Challenge: Replace every "innermost" with "central" in the entries below, from the line with "Look at the photo above. For each instance of the reflection" through the end of the entries, and leave everything else unchanged. Return only those lines, without the pictures.

+++

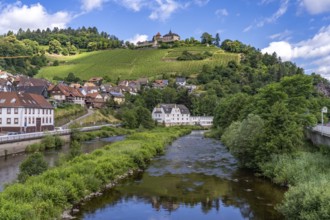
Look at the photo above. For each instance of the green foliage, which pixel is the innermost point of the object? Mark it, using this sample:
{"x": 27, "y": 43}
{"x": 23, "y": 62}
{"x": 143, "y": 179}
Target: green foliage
{"x": 229, "y": 110}
{"x": 47, "y": 142}
{"x": 72, "y": 39}
{"x": 55, "y": 47}
{"x": 133, "y": 64}
{"x": 66, "y": 112}
{"x": 20, "y": 56}
{"x": 186, "y": 55}
{"x": 241, "y": 138}
{"x": 207, "y": 38}
{"x": 35, "y": 164}
{"x": 136, "y": 117}
{"x": 308, "y": 176}
{"x": 47, "y": 195}
{"x": 75, "y": 149}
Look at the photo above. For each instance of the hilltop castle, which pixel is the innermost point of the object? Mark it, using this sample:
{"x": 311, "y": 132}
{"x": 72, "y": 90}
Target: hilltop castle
{"x": 158, "y": 39}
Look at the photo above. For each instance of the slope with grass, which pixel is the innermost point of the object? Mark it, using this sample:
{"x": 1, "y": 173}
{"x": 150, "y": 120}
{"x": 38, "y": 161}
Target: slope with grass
{"x": 132, "y": 64}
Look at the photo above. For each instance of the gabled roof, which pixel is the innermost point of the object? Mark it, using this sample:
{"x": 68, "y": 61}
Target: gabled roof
{"x": 68, "y": 91}
{"x": 28, "y": 81}
{"x": 180, "y": 79}
{"x": 95, "y": 79}
{"x": 168, "y": 108}
{"x": 27, "y": 100}
{"x": 32, "y": 89}
{"x": 117, "y": 94}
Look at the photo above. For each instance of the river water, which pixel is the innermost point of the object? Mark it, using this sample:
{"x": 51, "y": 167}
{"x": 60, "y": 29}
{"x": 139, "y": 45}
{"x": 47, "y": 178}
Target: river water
{"x": 197, "y": 178}
{"x": 9, "y": 167}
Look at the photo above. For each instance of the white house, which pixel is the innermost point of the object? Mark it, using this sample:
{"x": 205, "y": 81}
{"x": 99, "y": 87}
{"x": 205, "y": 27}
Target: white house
{"x": 64, "y": 93}
{"x": 25, "y": 112}
{"x": 173, "y": 114}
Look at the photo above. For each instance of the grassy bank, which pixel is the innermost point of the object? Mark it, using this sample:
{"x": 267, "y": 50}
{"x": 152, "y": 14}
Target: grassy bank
{"x": 47, "y": 195}
{"x": 308, "y": 176}
{"x": 132, "y": 64}
{"x": 97, "y": 118}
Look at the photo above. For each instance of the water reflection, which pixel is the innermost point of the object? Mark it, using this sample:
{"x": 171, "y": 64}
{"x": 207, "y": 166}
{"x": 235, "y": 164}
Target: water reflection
{"x": 196, "y": 179}
{"x": 9, "y": 167}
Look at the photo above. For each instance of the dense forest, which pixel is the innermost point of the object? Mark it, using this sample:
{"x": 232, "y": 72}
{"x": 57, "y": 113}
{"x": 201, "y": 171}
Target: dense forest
{"x": 21, "y": 56}
{"x": 262, "y": 110}
{"x": 24, "y": 51}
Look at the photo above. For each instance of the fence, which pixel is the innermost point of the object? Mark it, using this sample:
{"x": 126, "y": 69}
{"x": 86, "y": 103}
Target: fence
{"x": 38, "y": 135}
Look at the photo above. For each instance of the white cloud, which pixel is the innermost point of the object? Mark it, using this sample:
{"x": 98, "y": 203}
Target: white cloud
{"x": 201, "y": 2}
{"x": 248, "y": 28}
{"x": 221, "y": 12}
{"x": 89, "y": 5}
{"x": 314, "y": 52}
{"x": 316, "y": 6}
{"x": 279, "y": 13}
{"x": 17, "y": 15}
{"x": 135, "y": 5}
{"x": 138, "y": 38}
{"x": 285, "y": 35}
{"x": 164, "y": 9}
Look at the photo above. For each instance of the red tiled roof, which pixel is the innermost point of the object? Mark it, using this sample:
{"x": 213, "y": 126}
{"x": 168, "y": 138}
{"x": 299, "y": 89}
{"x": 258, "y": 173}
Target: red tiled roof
{"x": 67, "y": 91}
{"x": 27, "y": 100}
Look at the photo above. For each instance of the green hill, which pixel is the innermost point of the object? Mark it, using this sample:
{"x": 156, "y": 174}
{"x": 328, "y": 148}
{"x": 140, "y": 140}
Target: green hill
{"x": 132, "y": 64}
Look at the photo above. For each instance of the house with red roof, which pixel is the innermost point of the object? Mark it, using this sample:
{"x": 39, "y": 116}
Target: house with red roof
{"x": 25, "y": 112}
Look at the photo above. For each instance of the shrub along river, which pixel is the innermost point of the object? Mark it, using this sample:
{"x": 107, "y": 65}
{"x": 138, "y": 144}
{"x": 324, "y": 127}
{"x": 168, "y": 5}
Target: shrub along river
{"x": 9, "y": 167}
{"x": 197, "y": 178}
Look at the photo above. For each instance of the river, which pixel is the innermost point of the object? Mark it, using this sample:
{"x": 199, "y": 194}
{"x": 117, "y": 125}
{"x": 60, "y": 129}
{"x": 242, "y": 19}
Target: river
{"x": 9, "y": 167}
{"x": 197, "y": 178}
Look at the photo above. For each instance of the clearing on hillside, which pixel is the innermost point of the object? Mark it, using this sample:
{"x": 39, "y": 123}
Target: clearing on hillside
{"x": 132, "y": 64}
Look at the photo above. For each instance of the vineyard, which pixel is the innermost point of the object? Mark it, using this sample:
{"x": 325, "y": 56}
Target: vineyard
{"x": 132, "y": 64}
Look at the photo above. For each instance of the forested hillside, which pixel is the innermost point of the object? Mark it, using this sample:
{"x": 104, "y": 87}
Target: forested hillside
{"x": 82, "y": 38}
{"x": 21, "y": 56}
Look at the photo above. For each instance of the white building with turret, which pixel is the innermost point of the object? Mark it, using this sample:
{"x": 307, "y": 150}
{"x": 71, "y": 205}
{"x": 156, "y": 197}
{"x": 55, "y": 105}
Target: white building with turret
{"x": 173, "y": 114}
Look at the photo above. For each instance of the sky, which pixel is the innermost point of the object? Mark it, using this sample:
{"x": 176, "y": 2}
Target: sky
{"x": 297, "y": 30}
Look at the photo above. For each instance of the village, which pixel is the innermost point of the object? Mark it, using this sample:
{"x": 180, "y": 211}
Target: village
{"x": 27, "y": 104}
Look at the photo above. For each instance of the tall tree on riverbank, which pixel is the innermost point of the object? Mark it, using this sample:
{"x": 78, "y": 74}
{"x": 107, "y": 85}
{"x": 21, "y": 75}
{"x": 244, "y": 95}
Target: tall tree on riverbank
{"x": 34, "y": 165}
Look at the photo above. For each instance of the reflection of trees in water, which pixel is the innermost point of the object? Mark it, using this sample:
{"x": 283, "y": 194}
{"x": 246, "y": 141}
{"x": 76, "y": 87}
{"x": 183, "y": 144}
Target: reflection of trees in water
{"x": 255, "y": 197}
{"x": 252, "y": 196}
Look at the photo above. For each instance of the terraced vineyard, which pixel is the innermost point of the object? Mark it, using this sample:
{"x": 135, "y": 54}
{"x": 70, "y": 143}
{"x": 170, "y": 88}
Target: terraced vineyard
{"x": 132, "y": 64}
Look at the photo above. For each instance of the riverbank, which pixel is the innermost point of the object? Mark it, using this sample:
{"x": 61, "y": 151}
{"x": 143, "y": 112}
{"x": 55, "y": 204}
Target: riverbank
{"x": 47, "y": 195}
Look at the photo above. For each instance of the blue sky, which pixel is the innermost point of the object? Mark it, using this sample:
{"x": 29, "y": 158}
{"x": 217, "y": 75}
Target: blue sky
{"x": 298, "y": 30}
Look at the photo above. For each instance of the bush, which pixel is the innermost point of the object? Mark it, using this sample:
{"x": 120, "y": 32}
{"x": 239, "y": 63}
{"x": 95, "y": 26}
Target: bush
{"x": 308, "y": 176}
{"x": 31, "y": 166}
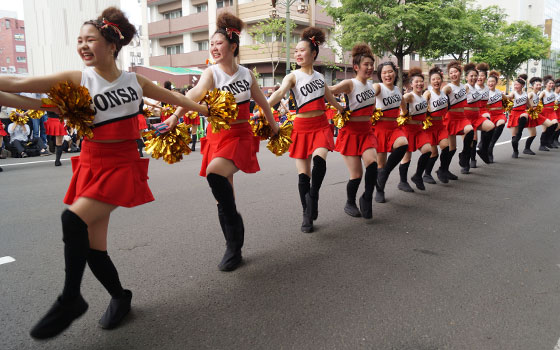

+++

Expected output:
Look at the photo above. For each instance of the reflection of trees in water, which pixel is the central point of the object? Mark it, using this sample:
{"x": 283, "y": 194}
{"x": 246, "y": 141}
{"x": 76, "y": 87}
{"x": 183, "y": 144}
Target: reflection of trees in water
{"x": 255, "y": 197}
{"x": 252, "y": 196}
Look at the photo above. For each instance of the terraced vineyard, which pixel is the central point of the object? Mark it, using this sample:
{"x": 135, "y": 54}
{"x": 70, "y": 143}
{"x": 170, "y": 88}
Target: terraced vineyard
{"x": 132, "y": 64}
Look at the photo above. For each instance of the riverbank, which pixel is the central point of the object? Mark it, using this sample:
{"x": 61, "y": 151}
{"x": 143, "y": 112}
{"x": 55, "y": 204}
Target: riverbank
{"x": 47, "y": 195}
Look at the photo above. For each instance of the blue sky, which pixel is the central point of the object? Mark it, using this sample:
{"x": 29, "y": 158}
{"x": 217, "y": 75}
Target: blue sky
{"x": 298, "y": 30}
Look at the photo above. For each instance of the bush, which pixel is the central point of the object? Mark it, using this sample:
{"x": 120, "y": 32}
{"x": 239, "y": 63}
{"x": 95, "y": 26}
Target: bush
{"x": 308, "y": 176}
{"x": 31, "y": 166}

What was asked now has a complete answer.